[[ Materials provided, beginning ]]

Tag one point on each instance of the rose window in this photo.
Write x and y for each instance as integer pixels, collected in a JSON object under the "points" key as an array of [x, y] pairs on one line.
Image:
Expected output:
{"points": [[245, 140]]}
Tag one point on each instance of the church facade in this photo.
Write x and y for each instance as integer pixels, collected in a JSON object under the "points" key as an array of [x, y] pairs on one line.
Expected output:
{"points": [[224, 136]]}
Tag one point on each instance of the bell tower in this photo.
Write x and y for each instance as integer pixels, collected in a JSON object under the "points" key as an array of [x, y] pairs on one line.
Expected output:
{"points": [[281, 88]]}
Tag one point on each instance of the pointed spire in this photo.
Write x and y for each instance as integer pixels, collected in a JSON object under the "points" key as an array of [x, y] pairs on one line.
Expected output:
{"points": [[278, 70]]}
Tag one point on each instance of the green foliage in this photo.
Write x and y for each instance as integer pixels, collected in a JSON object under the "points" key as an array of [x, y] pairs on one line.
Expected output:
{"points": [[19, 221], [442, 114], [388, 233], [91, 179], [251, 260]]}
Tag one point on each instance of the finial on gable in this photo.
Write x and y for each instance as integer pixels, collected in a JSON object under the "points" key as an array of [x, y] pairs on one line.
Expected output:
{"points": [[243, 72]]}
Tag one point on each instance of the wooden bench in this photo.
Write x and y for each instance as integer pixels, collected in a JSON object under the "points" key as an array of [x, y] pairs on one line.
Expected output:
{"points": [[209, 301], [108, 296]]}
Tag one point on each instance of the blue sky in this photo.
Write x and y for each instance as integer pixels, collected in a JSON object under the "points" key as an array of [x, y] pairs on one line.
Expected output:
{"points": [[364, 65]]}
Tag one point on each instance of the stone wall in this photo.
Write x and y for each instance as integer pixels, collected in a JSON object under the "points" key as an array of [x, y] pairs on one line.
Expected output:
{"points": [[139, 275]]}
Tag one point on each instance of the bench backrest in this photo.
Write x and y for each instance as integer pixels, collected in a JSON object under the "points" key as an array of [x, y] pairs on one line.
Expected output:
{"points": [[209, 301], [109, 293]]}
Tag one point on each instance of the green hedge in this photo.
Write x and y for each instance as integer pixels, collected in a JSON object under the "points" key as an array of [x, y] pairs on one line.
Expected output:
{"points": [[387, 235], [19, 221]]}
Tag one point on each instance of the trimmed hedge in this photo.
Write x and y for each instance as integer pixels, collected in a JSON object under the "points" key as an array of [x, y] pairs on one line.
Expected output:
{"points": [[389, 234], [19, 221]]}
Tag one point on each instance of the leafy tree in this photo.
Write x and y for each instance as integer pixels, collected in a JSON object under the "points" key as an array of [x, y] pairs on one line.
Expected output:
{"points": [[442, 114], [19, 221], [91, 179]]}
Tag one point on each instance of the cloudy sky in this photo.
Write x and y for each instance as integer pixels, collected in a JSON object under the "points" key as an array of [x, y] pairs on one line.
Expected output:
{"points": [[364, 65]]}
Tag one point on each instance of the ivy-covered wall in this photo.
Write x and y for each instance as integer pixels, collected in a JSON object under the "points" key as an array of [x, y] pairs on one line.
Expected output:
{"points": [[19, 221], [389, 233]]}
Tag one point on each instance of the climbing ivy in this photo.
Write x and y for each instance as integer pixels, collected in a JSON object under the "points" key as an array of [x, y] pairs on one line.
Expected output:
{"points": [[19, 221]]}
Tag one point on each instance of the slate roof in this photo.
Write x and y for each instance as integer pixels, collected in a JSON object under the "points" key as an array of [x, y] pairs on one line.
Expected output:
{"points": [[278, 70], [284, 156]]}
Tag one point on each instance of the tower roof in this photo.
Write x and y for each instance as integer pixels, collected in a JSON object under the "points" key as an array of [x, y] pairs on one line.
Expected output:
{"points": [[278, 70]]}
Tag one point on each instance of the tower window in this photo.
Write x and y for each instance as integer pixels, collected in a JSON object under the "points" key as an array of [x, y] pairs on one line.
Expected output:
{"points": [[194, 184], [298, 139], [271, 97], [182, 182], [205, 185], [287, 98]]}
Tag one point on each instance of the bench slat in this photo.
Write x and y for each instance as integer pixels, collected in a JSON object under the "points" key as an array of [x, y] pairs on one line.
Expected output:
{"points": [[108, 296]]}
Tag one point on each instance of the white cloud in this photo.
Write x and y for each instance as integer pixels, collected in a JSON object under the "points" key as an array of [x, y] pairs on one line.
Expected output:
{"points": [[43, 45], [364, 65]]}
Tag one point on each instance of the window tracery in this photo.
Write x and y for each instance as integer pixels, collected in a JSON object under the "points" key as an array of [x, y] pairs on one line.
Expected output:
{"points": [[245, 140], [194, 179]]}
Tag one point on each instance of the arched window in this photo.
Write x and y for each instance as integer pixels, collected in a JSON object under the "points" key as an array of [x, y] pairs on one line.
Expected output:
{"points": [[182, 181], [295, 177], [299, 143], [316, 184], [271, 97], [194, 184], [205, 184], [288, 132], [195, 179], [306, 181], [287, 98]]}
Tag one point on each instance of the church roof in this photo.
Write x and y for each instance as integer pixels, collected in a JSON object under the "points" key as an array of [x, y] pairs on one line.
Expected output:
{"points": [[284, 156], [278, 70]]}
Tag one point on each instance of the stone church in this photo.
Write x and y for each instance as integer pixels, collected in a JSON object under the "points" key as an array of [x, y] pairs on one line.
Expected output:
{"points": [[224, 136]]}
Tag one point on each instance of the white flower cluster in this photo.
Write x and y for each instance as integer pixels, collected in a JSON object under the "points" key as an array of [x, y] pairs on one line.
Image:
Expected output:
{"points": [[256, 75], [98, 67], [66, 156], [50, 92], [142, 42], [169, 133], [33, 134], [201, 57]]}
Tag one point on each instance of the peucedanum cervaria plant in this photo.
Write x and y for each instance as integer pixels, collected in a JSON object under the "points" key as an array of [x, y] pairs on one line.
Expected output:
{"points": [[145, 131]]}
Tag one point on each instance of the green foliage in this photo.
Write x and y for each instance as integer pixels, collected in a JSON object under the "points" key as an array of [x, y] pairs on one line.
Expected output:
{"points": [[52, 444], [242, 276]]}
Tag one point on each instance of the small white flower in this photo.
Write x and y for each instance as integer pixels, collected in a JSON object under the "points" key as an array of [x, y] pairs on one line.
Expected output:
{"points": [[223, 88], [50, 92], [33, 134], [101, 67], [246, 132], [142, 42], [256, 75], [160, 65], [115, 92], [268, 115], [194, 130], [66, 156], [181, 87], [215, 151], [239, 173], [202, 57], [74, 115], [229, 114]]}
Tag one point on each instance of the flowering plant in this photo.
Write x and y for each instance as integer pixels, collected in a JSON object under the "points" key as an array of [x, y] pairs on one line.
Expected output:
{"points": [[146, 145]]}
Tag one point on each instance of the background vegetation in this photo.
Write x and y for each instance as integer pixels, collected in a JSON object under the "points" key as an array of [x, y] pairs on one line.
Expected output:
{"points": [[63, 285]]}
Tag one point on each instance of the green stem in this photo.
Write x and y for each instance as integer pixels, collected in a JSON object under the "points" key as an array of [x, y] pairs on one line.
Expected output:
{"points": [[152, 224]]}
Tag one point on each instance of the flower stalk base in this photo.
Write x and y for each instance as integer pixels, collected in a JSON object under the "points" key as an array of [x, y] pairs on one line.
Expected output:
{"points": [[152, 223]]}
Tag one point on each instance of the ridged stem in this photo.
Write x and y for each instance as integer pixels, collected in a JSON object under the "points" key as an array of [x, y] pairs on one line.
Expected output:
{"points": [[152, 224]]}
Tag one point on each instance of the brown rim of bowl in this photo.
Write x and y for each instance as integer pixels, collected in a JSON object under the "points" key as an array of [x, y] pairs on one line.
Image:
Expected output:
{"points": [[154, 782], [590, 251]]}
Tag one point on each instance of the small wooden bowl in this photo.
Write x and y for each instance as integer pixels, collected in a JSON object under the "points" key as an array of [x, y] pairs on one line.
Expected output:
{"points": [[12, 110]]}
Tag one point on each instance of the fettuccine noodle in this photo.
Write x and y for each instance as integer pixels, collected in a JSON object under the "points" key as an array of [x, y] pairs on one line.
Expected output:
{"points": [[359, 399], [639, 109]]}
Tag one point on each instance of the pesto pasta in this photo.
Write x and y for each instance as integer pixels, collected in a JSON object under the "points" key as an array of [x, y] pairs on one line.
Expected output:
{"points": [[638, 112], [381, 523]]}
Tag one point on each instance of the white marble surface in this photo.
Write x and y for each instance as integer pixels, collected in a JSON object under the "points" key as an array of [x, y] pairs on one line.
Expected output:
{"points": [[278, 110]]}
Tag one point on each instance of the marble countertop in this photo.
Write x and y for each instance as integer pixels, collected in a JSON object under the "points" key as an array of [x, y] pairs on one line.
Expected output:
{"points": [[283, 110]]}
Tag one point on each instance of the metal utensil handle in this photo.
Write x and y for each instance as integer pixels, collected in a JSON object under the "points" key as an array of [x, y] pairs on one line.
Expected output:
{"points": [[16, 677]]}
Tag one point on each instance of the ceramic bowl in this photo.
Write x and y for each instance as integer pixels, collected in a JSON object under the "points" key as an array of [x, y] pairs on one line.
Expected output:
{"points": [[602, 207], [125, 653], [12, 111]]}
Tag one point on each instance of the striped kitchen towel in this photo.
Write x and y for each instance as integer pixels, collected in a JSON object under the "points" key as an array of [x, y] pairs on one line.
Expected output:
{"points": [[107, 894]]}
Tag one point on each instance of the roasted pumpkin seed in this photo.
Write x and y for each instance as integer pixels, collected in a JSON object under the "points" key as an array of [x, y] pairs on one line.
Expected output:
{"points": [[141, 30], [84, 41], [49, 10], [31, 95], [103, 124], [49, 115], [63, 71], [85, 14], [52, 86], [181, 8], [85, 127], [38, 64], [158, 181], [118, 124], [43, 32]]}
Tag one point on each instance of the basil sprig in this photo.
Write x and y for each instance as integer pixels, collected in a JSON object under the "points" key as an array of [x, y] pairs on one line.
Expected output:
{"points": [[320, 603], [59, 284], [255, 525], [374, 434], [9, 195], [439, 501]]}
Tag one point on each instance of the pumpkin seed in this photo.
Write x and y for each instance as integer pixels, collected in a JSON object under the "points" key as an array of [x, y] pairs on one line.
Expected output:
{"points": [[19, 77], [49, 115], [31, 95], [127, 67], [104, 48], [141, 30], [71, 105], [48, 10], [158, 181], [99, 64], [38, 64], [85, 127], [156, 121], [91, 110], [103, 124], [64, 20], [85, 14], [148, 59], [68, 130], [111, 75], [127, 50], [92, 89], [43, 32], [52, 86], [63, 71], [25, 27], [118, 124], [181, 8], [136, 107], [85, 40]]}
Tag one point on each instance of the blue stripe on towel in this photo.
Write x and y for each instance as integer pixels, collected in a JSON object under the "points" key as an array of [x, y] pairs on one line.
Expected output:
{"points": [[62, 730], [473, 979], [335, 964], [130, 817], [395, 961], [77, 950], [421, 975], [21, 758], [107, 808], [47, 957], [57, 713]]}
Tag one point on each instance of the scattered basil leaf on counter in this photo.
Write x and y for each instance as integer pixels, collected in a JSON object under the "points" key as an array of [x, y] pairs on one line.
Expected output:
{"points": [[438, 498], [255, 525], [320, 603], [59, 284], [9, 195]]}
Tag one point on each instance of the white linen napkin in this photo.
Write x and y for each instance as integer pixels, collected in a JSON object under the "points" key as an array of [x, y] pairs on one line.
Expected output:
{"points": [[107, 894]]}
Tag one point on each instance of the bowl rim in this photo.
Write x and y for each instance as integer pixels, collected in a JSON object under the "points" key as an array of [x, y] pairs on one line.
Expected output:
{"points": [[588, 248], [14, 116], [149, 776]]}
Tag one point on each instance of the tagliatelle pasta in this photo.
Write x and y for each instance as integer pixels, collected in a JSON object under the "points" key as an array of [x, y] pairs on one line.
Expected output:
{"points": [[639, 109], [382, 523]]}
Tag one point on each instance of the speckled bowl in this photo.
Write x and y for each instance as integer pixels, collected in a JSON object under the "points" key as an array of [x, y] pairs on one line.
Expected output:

[[ Materials provided, end ]]

*Problem description*.
Nothing should be returned except the lines from the one containing "Tag one point on each instance of the tagliatelle" through the last line of the data, each restated word for word.

*Solution for this problem*.
Tag one point on each instance of the tagliatelle pasta in this photo.
Write x and y for each instance as integer pixels, collected in a JSON object under the "points" key as an array of [x, y] pairs on one line.
Expected output:
{"points": [[639, 109], [382, 523]]}
Tag one point on each instance of the speckled bowl in this photo.
Write x and y for each instance as integer pixels, collected in a JSON object under the "points" key as an array of [x, y] pairs on one line.
Expected output:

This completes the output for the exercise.